Interactions between biochemical and mechanobiological activity and feedback loops
It is proposed that the formation and workings of the brain are influenced by an interplay between oscillatory biochemical (reaction-diffusion) and mechanobiological activity (including in response to external stresses), feedback loops, and stochastic resonance.
This relationship between biochemistry and mechanobiology has already been explored in other areas of science. Waves in the BZ reaction in gels cause deformation, which in turn affects the spiral wave dynamics. Furthermore, a ‘‘chain reaction’’ of spiral wave births and deaths can result from an externally controlled deformation of a medium A. V. Panfilov 2005. A Adamatsky (2010) describes a propagating excitation wave front inducing an associated mechanical wave of contraction. Oscillatory dynamics have been found in organs e.g deformation can create spiral waves, and this has been explored in cardiac dynamics. Louis D. Weise et al 2011, A. V. Panfilov 2005.
These types of interactions in biology can resemble “chicken or an egg” relationships, as a simple chain of cause and effect is not apparent. In this paper, it is suggested that this relationship is taking place within a dissipative clock system linking circadian rhythms and cell cycles/oscillations and redox/the metabolism and using positive and negative feedback. Circadian clocks do not operate in isolation, but rather are mutually dependent upon intrinsically rhythmic cytosolic signals (cAMP, Ca2+, kinases) such as that the cell as a whole has a resonant structure tuned to 24 hour operations. (Hastings et al 2008 in C Colwell 2015).

WHAT YOU HAVE TO DO: Extend the text on biochemical and mechanobiological feedback loops, picking up after its final sentence. The material after this point is separate from the text on biochemical and mechanobiological feedback.

INFORMATION PROVIDED:
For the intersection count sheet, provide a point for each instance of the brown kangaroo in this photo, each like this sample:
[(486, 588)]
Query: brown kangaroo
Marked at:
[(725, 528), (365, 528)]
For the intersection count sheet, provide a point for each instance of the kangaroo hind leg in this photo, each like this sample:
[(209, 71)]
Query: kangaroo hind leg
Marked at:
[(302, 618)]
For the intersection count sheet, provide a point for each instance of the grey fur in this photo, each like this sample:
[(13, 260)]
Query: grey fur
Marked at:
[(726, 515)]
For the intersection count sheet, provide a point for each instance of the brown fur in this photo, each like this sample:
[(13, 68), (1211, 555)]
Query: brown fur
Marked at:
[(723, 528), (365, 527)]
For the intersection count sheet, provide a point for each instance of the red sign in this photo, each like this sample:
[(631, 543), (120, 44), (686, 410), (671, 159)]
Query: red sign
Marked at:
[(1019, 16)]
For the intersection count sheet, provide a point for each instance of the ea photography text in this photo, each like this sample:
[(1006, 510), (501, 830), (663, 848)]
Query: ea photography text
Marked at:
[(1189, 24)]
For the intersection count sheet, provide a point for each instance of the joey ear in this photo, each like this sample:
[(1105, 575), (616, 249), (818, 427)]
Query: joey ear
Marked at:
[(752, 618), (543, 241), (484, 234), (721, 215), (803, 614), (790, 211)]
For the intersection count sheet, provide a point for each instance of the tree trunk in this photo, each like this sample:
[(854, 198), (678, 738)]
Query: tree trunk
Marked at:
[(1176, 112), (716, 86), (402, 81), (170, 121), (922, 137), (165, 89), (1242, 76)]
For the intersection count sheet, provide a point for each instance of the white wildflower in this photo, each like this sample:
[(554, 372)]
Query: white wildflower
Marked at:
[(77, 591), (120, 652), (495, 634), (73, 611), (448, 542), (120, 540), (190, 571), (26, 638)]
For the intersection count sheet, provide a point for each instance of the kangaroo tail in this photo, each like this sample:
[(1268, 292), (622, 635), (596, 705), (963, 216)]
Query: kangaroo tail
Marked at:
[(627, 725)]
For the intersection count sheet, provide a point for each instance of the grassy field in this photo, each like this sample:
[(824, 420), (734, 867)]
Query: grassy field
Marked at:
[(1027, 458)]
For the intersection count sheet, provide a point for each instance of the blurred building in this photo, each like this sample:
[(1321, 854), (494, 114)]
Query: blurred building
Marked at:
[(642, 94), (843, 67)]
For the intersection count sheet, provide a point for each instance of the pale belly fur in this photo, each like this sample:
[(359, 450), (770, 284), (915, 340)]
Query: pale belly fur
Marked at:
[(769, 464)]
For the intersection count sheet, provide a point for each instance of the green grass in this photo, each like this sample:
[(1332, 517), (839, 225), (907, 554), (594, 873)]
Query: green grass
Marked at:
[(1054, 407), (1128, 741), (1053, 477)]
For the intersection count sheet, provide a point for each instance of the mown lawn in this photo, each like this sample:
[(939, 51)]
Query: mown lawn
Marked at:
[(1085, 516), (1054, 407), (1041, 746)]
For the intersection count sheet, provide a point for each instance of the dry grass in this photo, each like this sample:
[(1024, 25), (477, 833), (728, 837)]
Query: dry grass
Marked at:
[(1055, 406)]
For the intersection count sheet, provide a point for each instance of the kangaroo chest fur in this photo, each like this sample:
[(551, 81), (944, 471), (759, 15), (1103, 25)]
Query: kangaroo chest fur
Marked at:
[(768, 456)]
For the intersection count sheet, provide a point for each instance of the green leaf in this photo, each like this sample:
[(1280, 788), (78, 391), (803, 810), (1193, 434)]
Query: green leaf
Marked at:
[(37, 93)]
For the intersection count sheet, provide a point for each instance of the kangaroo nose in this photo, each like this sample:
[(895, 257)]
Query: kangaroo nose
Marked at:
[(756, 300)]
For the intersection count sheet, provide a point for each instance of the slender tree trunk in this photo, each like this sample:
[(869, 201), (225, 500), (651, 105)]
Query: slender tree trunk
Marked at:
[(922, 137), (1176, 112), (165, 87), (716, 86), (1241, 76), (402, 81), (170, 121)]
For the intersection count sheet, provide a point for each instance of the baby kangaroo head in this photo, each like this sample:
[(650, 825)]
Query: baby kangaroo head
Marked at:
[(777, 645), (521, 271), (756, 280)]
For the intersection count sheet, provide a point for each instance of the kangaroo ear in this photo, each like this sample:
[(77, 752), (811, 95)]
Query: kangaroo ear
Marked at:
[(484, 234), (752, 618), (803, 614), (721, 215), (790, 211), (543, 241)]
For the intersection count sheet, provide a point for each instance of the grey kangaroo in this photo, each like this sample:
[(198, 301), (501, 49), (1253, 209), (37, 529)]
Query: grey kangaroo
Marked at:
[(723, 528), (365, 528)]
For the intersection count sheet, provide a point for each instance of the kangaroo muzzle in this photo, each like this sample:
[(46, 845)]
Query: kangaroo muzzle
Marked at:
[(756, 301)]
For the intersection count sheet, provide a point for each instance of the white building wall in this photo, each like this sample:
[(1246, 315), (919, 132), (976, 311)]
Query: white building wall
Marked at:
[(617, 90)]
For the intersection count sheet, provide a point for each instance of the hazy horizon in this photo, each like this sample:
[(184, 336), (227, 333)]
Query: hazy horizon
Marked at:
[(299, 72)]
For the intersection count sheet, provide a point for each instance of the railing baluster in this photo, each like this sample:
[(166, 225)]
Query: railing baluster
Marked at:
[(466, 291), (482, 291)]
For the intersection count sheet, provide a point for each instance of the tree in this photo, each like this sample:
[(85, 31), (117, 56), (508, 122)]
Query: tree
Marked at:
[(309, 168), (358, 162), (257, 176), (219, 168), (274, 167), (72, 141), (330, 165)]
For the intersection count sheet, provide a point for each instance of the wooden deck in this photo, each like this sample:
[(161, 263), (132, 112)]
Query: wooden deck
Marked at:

REPLY:
A fuller range of biological rhythms are explored by Goldbeter 2007.
|Biological Rhythms – (Goldbeter 2007).||Period|
|Neural rhythms||0.001 s to 10 s|
|Cardiac rhythms||1 s|
|Calcium Oscillations||Sec to min|
|Biochemical oscillations||30 s to 20 min|
|Miotic Oscillator||10 min to 24 h|
|Hormonal rhythms||10 min to 3-5 h (24 h)|
|Circadian rhythms||24 h|
|Ovarian cycle||28 days (human)|
|Annual Rhythms||1 year|
|Rhythm in ecology and epidemiology||years|
|Segmentation Clock||90 mins|
|Biological Regulations||Examples of Associated Cellular Rhythms|
|Ion Channel||Neural and Cardiac rhythms|
|Gene expression||Circadian rhythms, segmentation clock.|
Under certain circumstances, entropy producing processes are able to organise themselves in the presence of noise, in a way that so called dissipative structures are formed (Prigogine and Lefever 1975, and Nicolis and Prigogine 1977). Necessary conditions for the occurance of dissipative structure are that the system is open , that it is in a state far from equilibrium and that non linear processes occur within the system. In these conditions, internal small fluctuations may be amplified non linearly by a flow of mass and energy from the surroundings. The system is then removed irreversibly from its initial state, in particular from any homogeneous or unorganised state that is characteristic for equilibrium conditions. Therefore the new state is characterised by a more organised internal distribution of matter, energy and process rates. G Bodifee 1986, Goldbeter 2007.